Please reproduce, character for character, the lines of the records starting with the line that contains "Return the outline of every instance of the carved" and going on through the line that contains "90 354 L 89", including both of those lines.

### [Image segmentation entries]
>> START

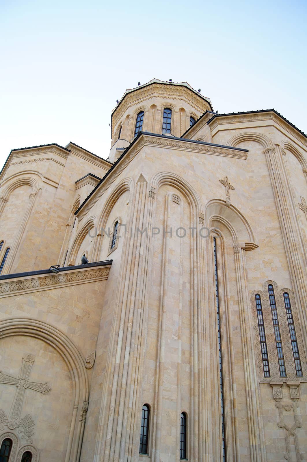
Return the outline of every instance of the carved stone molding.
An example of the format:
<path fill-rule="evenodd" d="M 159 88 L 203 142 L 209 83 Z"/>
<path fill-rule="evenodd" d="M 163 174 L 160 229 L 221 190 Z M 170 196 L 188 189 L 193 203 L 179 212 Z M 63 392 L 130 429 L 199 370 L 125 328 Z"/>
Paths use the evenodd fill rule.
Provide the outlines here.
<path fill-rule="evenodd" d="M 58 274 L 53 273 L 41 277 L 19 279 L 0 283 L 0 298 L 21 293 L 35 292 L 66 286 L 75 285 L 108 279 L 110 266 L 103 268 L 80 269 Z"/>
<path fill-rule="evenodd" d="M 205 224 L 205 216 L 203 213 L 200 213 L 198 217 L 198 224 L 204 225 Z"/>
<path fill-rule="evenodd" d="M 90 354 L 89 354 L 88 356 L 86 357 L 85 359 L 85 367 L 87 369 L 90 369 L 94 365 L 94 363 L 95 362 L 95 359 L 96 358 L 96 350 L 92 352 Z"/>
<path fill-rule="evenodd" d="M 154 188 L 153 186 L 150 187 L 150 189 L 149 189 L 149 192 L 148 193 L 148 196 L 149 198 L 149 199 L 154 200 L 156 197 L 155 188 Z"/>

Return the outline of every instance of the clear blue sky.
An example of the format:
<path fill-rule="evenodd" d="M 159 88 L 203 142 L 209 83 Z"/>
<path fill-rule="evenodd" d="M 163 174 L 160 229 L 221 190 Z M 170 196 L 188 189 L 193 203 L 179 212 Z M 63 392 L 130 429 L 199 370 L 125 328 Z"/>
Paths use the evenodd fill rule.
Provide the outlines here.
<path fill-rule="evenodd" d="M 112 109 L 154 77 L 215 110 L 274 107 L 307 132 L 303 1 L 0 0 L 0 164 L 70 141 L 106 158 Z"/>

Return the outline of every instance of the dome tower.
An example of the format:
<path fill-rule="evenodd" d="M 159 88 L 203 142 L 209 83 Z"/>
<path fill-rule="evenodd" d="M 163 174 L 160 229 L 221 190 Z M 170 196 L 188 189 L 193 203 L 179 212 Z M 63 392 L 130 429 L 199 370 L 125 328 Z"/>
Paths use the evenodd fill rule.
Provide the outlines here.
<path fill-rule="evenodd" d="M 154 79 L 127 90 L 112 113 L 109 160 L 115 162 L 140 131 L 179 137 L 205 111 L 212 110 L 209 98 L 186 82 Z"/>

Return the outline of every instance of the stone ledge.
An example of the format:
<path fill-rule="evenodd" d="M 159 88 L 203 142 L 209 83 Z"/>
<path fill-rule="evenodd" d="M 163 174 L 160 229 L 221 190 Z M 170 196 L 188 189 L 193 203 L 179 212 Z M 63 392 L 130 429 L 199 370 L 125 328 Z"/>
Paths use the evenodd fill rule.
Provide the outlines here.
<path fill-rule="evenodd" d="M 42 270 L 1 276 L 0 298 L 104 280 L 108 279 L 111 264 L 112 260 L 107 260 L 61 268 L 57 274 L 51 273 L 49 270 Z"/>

>> END
>> START

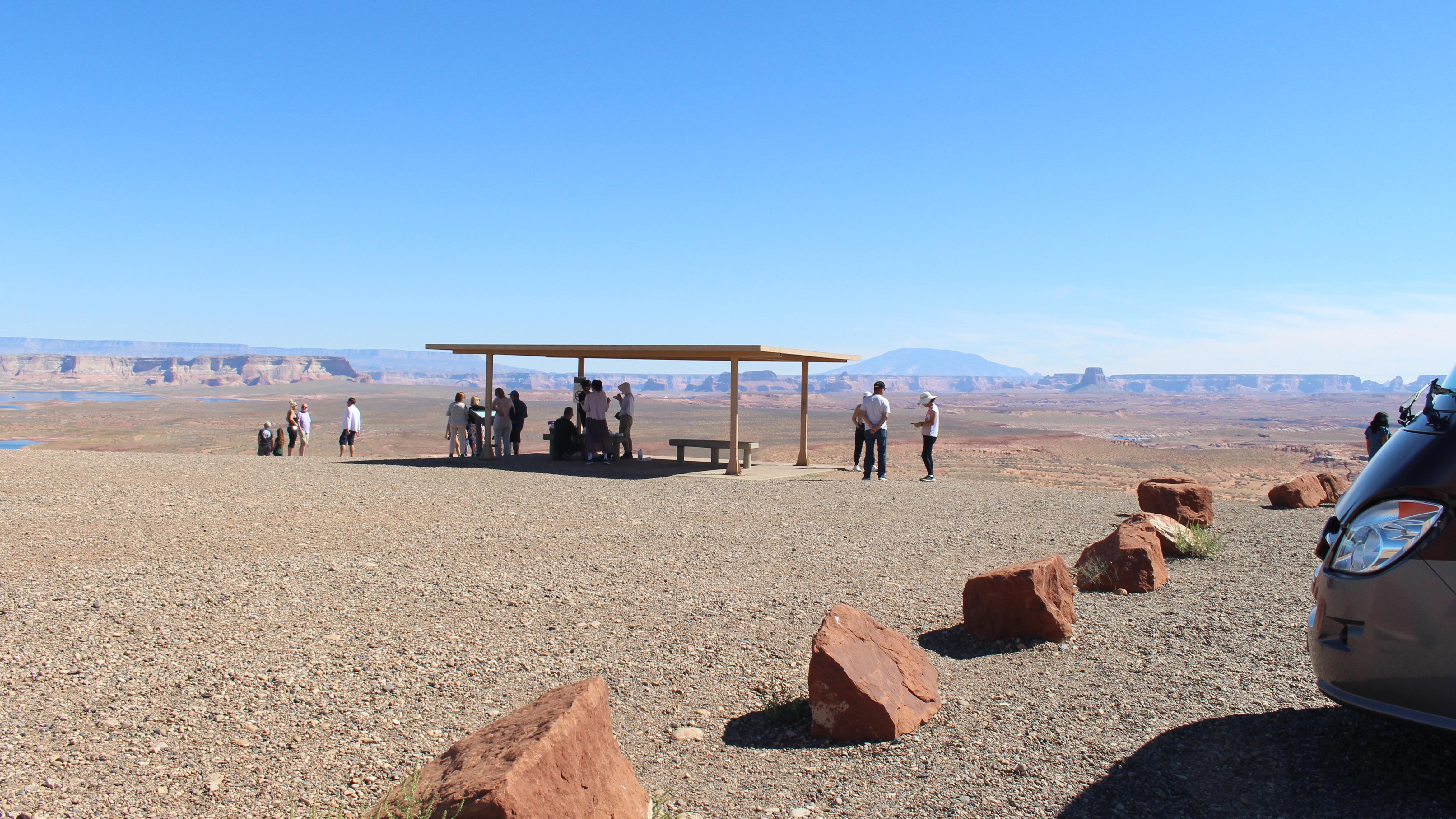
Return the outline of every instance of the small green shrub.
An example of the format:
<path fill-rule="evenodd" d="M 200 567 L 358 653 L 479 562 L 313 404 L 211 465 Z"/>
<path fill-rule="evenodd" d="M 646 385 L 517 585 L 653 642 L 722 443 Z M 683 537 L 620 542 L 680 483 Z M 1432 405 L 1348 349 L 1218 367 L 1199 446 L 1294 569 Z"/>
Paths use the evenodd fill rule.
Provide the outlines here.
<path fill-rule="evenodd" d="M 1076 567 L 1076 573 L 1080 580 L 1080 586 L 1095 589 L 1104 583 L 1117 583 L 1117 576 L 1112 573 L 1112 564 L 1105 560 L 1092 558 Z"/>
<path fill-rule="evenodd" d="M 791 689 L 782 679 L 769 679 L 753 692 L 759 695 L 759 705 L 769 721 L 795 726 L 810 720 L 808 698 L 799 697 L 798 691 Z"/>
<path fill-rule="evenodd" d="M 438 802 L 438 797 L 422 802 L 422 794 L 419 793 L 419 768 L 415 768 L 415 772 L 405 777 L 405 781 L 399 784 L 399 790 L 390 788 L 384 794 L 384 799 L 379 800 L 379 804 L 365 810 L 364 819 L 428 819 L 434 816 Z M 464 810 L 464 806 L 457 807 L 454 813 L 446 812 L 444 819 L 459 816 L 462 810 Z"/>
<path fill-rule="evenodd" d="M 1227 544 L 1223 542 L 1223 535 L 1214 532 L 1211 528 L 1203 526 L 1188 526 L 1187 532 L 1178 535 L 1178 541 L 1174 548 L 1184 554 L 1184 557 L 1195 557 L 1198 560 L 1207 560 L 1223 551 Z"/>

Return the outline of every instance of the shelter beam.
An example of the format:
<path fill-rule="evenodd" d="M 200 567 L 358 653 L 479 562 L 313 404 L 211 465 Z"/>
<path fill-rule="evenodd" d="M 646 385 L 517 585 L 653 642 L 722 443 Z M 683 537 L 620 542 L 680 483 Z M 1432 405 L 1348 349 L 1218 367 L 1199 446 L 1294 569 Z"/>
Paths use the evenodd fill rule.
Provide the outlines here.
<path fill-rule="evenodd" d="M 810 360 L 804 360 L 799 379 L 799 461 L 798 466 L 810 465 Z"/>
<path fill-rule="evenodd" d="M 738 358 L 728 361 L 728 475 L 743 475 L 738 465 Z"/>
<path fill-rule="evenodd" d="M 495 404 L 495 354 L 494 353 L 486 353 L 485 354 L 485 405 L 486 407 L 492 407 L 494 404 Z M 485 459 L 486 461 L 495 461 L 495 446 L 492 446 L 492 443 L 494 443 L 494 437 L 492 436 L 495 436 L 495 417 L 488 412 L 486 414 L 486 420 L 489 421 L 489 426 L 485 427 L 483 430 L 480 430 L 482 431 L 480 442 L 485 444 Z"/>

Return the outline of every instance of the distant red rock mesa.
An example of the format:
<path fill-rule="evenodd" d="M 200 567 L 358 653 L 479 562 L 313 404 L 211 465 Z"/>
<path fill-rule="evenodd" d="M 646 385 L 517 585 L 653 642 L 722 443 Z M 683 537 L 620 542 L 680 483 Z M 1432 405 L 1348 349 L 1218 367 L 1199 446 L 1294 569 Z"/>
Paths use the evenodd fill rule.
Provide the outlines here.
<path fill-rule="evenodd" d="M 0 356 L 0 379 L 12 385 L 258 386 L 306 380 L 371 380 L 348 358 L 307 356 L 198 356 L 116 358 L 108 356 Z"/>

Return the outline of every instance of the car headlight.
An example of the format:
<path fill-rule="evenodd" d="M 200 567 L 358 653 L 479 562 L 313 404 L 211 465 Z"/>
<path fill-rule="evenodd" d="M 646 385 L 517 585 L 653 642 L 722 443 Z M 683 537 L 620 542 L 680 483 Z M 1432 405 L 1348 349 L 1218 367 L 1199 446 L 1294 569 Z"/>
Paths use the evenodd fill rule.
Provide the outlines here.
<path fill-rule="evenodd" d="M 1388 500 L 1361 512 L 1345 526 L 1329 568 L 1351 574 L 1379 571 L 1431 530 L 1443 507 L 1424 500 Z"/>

>> END

### [Written solution]
Return the outline of every instance of the carved stone molding.
An example of the format:
<path fill-rule="evenodd" d="M 159 88 L 203 142 L 209 83 Z"/>
<path fill-rule="evenodd" d="M 163 174 L 160 229 L 221 190 Z M 170 196 L 188 189 L 193 203 L 179 212 Z M 63 392 L 130 429 L 199 370 L 125 328 Z"/>
Paths use the evenodd fill rule.
Provide the outlines here.
<path fill-rule="evenodd" d="M 58 274 L 53 273 L 41 277 L 19 279 L 0 283 L 0 298 L 21 293 L 35 292 L 66 286 L 75 285 L 108 279 L 110 266 L 103 268 L 80 269 Z"/>
<path fill-rule="evenodd" d="M 205 224 L 205 216 L 203 213 L 200 213 L 198 217 L 198 224 L 204 225 Z"/>
<path fill-rule="evenodd" d="M 90 354 L 89 354 L 88 356 L 86 357 L 85 359 L 85 367 L 87 369 L 90 369 L 94 365 L 94 363 L 95 362 L 95 359 L 96 358 L 96 350 L 92 352 Z"/>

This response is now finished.